Provided records ▸
..........

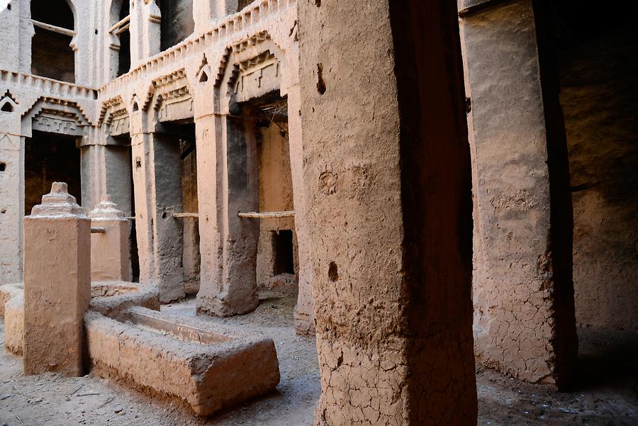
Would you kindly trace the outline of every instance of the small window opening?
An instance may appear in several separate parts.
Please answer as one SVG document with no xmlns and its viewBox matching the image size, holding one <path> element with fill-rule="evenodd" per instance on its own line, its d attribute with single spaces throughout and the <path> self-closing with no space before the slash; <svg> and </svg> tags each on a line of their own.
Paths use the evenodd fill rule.
<svg viewBox="0 0 638 426">
<path fill-rule="evenodd" d="M 31 2 L 31 73 L 75 82 L 75 52 L 71 43 L 76 33 L 73 11 L 65 0 Z"/>
<path fill-rule="evenodd" d="M 253 0 L 239 0 L 237 3 L 237 11 L 242 10 L 245 7 L 252 3 Z"/>
<path fill-rule="evenodd" d="M 177 45 L 195 31 L 193 0 L 160 0 L 162 15 L 160 49 L 166 50 Z"/>
<path fill-rule="evenodd" d="M 272 232 L 272 249 L 274 252 L 274 274 L 295 274 L 293 232 L 291 230 Z"/>
</svg>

..........

The task ▸ Copy the records above word for word, keeping every line as it is, but leave out the pictures.

Completed exercise ▸
Would you kindly trace the outline of every instance of the small window opening?
An instance may appear in several separate parts.
Please answer as one SVG document with no xmlns and its viewBox matching the image size, holding one <path> element with fill-rule="evenodd" per instance on its own line, its d attribute with single spaces throughout and the <path> self-closing with no space before the slash; <svg> and </svg> tags each on a line of their own.
Paths use the evenodd fill rule.
<svg viewBox="0 0 638 426">
<path fill-rule="evenodd" d="M 31 2 L 31 73 L 75 82 L 75 52 L 71 43 L 76 33 L 73 11 L 65 0 Z"/>
<path fill-rule="evenodd" d="M 253 0 L 239 0 L 237 3 L 237 11 L 242 10 L 245 7 L 252 3 Z"/>
<path fill-rule="evenodd" d="M 177 45 L 195 31 L 193 0 L 160 0 L 162 15 L 160 49 L 166 50 Z"/>
<path fill-rule="evenodd" d="M 272 232 L 272 249 L 274 252 L 274 274 L 295 274 L 293 232 L 291 230 Z"/>
</svg>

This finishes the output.